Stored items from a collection
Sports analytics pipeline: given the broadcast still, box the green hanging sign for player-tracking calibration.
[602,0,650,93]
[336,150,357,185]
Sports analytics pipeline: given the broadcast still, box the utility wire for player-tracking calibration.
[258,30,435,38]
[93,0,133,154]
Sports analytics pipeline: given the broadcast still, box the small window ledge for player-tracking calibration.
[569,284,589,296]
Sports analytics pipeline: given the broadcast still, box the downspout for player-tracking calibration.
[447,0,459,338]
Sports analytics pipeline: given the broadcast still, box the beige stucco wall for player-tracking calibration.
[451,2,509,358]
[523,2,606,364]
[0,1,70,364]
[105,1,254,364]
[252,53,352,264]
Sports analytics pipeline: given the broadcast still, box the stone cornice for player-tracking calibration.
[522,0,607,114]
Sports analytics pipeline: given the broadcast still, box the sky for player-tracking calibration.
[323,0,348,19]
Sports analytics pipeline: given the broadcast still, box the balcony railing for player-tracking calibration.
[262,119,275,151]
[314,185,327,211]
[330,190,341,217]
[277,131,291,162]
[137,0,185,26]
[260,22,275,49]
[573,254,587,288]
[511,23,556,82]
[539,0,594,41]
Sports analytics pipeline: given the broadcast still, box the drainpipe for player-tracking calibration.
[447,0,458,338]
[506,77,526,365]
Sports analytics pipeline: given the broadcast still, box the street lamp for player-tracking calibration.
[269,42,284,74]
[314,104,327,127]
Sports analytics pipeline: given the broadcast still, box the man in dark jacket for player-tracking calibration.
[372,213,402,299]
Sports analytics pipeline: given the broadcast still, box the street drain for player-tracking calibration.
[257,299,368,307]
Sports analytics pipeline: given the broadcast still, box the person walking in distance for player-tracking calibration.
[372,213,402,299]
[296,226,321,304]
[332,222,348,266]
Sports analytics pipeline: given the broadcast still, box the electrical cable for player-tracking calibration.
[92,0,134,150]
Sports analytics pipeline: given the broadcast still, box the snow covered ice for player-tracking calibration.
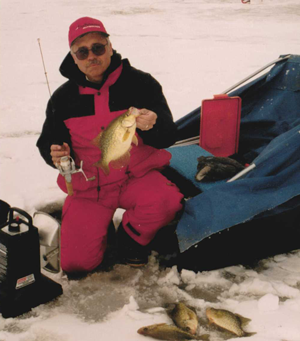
[0,0,300,341]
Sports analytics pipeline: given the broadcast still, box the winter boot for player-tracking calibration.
[117,224,150,267]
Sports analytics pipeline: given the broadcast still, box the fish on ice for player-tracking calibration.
[206,308,256,337]
[169,302,198,334]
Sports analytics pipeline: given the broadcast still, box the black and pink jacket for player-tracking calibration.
[37,51,176,191]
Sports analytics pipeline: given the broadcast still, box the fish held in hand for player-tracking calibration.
[206,308,256,337]
[137,323,208,341]
[169,302,198,334]
[92,107,139,175]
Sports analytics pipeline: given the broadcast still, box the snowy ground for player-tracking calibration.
[0,0,300,341]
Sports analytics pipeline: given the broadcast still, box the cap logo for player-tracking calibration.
[76,24,101,31]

### [Problem details]
Turn the data between the lines holding "cornice for player-tracking calibration." and "[92,107,139,175]", inclusive, into a two-column CSV with the headers text and answer, putting each text and its answer in one row, each in one quoted field, with line breaks replaced by spaces. Leave the pictures out.

### [Written solution]
text,answer
"Sports analytics pipeline: given the broadcast still, box the stone cornice for player-tracking calibration.","[522,0,607,114]"
"Sports analytics pipeline: given the broadcast still, box the sky for player-tracking calibration.","[323,0,348,19]"
"Sports analytics pipeline: given the broadcast still, box the balcony railing for player-tracking calibration.","[262,119,275,151] [314,185,327,211] [330,190,341,217] [277,131,291,162] [137,0,185,26] [260,22,275,49] [573,254,587,288] [511,23,556,82] [539,0,594,41]"
"Sports analytics pipeline: given the broadcast still, box the drainpipe for player-tracking calibration.","[447,0,458,338] [506,77,526,365]"
"Sports analytics pipeline: given the broadcast still, box the street lamp for player-tracking calibration.","[269,42,284,74] [314,104,327,127]"
"Sports analytics pipeline: given the broadcast still, box the man in dark jacket for player-tracking calibration.","[372,213,402,299]"
"Sports analytics pipeline: given the broadcast still, box the street drain for player-tracking calibration.","[257,299,368,307]"
"Sports analytics pipeline: given the broadcast still, box the person walking in distance for player-tracking calibration.","[372,213,402,299] [296,226,321,304] [332,222,348,266]"
"Sports analytics pipeline: given the broadcast still, box the electrical cable for player-tracking calibration.","[92,0,134,150]"
"Sports analytics pipeline: given the broadcast still, box the snow covered ice for player-tracking calibration.","[0,0,300,341]"
"Sports analytics pipeline: given the broadcast still, box the winter boot for player-tracking calibration.","[117,224,150,267]"
"Sports analytics pipeline: given the broadcast still, box the fish on ice for player-tracking calibration.","[206,308,256,337] [169,302,198,334]"
"Sports analytics pipeline: given the broadcast still, box the black and pink jacket for player-tracking calibration.","[37,51,176,191]"
"Sports analytics pipeline: given the broadcast still, box the fish held in hand for player-tracking calibration.","[206,308,256,337] [137,323,208,341] [169,302,198,334] [92,107,139,175]"